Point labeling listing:
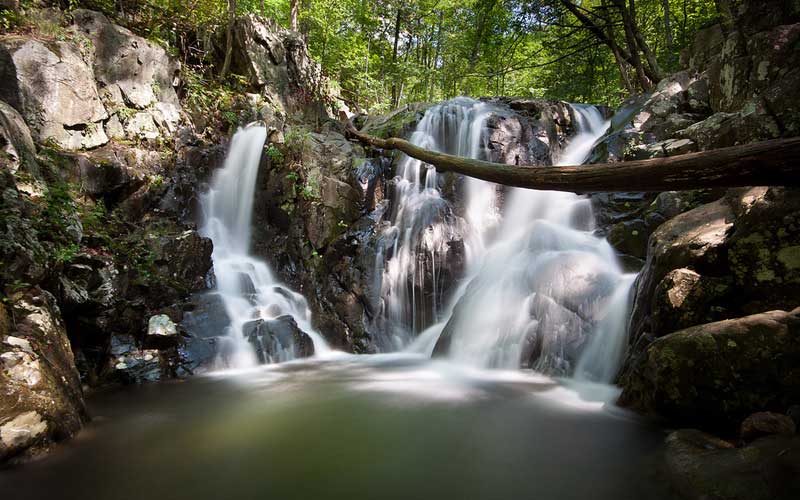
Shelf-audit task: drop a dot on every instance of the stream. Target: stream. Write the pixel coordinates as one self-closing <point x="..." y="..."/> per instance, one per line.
<point x="540" y="291"/>
<point x="351" y="427"/>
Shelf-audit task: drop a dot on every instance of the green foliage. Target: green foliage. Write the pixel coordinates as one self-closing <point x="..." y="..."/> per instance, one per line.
<point x="275" y="156"/>
<point x="66" y="253"/>
<point x="381" y="54"/>
<point x="10" y="20"/>
<point x="297" y="141"/>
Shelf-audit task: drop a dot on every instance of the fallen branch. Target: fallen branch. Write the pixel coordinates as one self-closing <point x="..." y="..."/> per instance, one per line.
<point x="768" y="163"/>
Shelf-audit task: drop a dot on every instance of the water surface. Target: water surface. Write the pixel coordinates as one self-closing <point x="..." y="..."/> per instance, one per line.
<point x="351" y="427"/>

Work instructions:
Please rewrite the whole listing with "drop a dot" changed to "place a marker" everywhere and nothing else altered. Leave the pictures out.

Result:
Shelf-audit task: place a marker on every instance of the stream. Target: stream. Write the pixel coordinates as one self-closing <point x="..." y="..."/> per instance, one per line.
<point x="540" y="291"/>
<point x="351" y="427"/>
Shelf-audit task: place a marker on every instance of the green foliage. Target: green foliage. Write the pixel coordinates as one self-closing <point x="..." y="..."/> per instance, one per line.
<point x="275" y="156"/>
<point x="66" y="253"/>
<point x="381" y="54"/>
<point x="10" y="20"/>
<point x="297" y="141"/>
Shelf-audit task: place a marker on every instance of the fallen branch. Target: fallen branch. Write the pixel coordinates as one self-closing <point x="..." y="..."/> per instance, one per line.
<point x="768" y="163"/>
Shelf-audit task: place a marker on every instance of the water surface. Target: water surface. Write the pixel coordinates as one self-closing <point x="..." y="..."/> per instance, one per line.
<point x="351" y="427"/>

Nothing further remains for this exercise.